==== Kutipan Terpilih

Mediaumat.info – Artikel di situs web surat kabar Al-Arab yang memuat kampanye memusuhi khilafah dan Hizbut Tahrir, menggambarkan penulisnya tak memiliki pemahaman yang cukup tentang Hizbut Tahrir.
“Sangat jelas bahwa ia tidak memiliki pemahaman yang cukup tentang Hizbut Tahrir,” ujar Aktivis Hizbut Tahrir Yordania Khalifah Muhammad dalam keterangan tertulis yang diterima media-umat.info, Selasa (25/2/2025).
Adalah Muhammad Ma’mun Ar-Rasyid yang telah menulis artikel berjudul Hizbut Tahrir Indonesia, Gaza, dan Politik Islam Global: Solidaritas atau Eksploitasi yang ditulis pada Rabu, 19 Februari 2025.

========

#### Tujuan
Lanjutkan berita tentang tanggapan aktivis Hizbut Tahrir Yordania terhadap artikel surat kabar Al-Arab, mulai setelah kalimat terakhirnya.

==== Daftar Data

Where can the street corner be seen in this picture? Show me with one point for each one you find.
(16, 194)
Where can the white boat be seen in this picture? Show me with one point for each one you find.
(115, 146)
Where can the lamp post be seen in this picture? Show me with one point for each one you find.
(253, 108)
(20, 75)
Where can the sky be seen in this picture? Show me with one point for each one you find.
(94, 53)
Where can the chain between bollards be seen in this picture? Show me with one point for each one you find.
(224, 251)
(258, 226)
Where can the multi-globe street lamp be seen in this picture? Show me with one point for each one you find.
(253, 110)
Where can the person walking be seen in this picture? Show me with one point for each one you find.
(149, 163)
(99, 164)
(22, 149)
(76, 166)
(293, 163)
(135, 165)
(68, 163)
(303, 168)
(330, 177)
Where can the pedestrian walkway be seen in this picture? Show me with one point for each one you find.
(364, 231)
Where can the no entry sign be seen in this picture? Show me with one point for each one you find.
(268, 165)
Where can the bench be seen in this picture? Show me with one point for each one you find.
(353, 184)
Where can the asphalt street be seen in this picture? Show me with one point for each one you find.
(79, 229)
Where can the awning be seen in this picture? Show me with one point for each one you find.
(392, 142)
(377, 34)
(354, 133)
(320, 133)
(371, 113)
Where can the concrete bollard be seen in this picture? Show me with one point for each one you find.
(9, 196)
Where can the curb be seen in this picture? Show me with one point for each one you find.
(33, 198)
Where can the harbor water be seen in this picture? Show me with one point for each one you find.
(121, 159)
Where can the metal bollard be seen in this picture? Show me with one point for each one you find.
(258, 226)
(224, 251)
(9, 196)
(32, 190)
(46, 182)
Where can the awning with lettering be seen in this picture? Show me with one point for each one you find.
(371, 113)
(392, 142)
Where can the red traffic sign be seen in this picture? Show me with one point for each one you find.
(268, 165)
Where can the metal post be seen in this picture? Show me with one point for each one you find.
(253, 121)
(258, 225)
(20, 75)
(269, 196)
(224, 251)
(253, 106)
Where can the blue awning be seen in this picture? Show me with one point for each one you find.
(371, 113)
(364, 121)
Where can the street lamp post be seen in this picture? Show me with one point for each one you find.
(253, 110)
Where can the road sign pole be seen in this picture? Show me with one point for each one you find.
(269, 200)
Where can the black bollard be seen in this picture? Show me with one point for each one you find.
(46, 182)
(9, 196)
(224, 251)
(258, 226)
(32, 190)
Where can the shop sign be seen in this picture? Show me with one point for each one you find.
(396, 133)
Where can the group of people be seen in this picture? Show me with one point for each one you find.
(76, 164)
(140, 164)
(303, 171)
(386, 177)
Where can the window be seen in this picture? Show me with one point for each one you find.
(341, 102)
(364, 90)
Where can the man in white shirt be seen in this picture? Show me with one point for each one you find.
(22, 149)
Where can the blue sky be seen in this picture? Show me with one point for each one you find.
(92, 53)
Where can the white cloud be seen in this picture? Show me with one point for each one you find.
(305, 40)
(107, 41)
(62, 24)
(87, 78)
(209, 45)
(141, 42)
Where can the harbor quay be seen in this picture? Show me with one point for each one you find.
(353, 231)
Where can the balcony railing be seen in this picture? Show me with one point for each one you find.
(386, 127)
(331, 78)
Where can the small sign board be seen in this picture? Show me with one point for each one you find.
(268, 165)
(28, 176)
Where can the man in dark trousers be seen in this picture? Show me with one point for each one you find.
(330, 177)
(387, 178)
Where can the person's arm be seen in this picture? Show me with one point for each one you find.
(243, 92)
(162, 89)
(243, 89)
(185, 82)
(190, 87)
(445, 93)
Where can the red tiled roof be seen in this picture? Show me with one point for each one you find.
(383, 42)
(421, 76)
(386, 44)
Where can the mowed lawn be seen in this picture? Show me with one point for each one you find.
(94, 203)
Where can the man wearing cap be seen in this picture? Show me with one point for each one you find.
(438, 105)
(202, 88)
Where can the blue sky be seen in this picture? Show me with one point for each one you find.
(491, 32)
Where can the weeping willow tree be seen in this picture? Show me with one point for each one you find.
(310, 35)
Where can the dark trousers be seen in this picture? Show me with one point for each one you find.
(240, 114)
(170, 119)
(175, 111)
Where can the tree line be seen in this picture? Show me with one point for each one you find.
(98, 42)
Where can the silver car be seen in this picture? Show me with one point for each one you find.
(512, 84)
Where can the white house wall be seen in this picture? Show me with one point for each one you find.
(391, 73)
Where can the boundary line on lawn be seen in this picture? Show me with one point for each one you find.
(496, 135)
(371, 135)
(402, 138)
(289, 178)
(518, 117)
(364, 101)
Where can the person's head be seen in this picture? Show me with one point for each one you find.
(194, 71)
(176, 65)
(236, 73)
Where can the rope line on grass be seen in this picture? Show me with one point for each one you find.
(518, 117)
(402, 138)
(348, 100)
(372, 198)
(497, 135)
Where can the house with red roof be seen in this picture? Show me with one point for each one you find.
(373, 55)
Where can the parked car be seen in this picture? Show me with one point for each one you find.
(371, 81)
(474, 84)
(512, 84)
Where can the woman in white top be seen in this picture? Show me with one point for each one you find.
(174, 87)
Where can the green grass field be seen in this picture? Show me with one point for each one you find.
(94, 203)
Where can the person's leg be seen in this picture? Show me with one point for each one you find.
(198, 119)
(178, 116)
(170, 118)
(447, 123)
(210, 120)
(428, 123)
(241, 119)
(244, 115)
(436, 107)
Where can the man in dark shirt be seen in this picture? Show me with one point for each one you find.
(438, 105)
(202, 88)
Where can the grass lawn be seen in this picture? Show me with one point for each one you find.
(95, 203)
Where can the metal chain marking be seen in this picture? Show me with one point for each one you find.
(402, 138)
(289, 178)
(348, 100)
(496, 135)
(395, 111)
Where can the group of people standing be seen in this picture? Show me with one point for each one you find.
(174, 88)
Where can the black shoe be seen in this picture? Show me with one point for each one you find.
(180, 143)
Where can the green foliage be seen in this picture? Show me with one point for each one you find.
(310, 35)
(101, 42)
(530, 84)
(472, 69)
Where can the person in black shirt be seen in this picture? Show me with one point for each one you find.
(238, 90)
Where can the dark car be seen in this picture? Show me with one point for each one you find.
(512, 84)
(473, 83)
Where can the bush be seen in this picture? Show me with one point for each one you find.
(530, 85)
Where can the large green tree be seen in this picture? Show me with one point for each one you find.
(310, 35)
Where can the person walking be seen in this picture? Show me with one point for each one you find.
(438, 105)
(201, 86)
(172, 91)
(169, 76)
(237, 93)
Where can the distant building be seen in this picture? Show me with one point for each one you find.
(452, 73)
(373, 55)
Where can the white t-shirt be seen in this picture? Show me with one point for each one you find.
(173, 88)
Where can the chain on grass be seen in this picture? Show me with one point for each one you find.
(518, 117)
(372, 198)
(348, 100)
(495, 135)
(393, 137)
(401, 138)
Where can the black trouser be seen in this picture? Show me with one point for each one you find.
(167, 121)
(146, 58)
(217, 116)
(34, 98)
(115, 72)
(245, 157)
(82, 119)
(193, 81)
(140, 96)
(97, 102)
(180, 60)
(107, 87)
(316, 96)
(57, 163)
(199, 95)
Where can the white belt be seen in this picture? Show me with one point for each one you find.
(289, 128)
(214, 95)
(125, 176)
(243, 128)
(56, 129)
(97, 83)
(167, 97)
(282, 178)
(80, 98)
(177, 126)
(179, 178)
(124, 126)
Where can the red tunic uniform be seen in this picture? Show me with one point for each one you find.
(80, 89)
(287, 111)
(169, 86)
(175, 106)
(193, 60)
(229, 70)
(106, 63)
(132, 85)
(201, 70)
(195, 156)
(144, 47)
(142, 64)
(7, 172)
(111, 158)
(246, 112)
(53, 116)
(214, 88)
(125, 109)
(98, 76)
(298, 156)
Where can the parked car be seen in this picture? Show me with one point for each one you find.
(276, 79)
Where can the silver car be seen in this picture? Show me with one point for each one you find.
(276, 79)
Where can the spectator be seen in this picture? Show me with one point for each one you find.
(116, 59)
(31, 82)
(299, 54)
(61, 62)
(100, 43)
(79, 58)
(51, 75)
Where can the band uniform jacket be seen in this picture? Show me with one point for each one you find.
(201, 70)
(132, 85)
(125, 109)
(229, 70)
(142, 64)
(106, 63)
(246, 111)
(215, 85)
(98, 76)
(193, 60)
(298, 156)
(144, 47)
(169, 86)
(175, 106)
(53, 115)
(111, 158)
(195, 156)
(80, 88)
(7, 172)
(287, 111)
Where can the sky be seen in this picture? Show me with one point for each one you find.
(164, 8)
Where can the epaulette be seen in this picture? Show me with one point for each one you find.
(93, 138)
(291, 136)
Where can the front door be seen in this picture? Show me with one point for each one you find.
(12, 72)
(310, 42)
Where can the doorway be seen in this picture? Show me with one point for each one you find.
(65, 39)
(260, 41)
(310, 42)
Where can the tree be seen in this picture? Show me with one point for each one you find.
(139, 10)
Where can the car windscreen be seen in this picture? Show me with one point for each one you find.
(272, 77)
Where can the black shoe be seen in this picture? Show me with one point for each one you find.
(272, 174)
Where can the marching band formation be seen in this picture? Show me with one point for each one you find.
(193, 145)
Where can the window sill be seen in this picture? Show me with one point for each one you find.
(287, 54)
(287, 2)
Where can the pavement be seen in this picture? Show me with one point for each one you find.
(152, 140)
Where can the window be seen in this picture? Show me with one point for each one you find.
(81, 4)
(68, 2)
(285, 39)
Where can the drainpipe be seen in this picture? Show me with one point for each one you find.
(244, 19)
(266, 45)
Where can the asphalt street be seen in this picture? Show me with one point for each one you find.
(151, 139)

========

#### Hasil Latihan
Terlepas sebagai anggota komisi pemberantasan ekstremisme dan terorisme di Majelis Ulama Indonesia (MUI) pusat, serta surat kabar Al-Arab yang tengah memainkan peran utama dalam memerangi Islam politik dan segala sesuatu yang terkait dengannya, kata Khalifah, setidaknya ada lima tuduhan tak tepat mulai dari judul hingga seluruh paragraf artikel dimaksud.
Pertama, mengenai Hizbut Tahrir itu sendiri yang menurutnya, penulis tak memahami bahwa Hizbut Tahrir adalah partai bagi seluruh umat Islam, bukan hanya di Indonesia.
Atau dalam hal ini penulis memang sengaja mengadopsi sudut pandang nasionalisme sempit dan menganggap bahwa Hizbut Tahrir hanyalah partai lokal. Padahal faktanya tidaklah demikian.
“Hizbut Tahrir adalah partai politik dengan Islam sebagai asasnya, yang bertujuan menyatukan umat Islam dalam satu entitas politik, yaitu khilafah yang telah diwajibkan oleh Allah dan Rasul-Nya,” jelasnya.
Demikian juga dengan tuduhan kedua, bahwa Hizbut Tahrir mengandalkan emosi publik untuk menguatkan legitimasi ideologi, dinilai telah menunjukkan kebohongan besar.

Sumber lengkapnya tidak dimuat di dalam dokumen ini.